▸ WHAT YOU HAVE TO DO
The lines you return must be all those in the data that hold the string "roof".

▸ DATA UNDER STUDY

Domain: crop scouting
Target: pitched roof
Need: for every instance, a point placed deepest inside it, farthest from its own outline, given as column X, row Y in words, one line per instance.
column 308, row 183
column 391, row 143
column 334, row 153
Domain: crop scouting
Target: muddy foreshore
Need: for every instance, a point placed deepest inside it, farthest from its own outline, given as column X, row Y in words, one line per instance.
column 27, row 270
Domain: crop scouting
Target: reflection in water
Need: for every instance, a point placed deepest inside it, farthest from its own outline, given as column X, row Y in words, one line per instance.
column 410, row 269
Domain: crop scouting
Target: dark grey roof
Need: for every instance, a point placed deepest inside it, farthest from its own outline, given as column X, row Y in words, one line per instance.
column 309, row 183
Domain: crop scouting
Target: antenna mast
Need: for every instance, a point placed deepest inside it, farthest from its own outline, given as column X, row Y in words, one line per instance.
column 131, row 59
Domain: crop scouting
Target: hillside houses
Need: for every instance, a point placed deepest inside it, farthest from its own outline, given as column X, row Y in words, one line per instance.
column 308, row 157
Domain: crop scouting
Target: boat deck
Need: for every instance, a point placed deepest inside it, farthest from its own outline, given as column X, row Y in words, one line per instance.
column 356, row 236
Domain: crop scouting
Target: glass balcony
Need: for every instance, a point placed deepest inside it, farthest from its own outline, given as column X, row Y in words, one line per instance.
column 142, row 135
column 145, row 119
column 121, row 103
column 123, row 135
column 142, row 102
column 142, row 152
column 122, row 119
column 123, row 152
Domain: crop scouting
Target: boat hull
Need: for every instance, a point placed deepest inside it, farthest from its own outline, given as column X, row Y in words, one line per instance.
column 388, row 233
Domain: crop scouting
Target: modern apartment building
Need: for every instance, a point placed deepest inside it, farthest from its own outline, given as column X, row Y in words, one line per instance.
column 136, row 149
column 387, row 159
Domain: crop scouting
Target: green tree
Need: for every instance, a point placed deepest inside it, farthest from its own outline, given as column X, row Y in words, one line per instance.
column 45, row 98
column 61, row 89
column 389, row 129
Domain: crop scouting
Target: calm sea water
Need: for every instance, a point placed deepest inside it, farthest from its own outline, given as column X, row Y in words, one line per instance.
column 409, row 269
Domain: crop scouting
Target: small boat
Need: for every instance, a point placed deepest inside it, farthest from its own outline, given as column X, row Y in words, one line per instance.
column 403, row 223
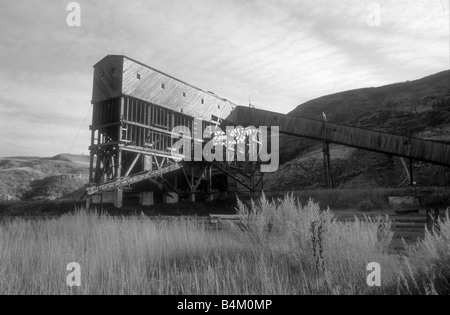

▸ RESPONSE TO THIS TASK
Target: pitched roof
Target: dark grey roof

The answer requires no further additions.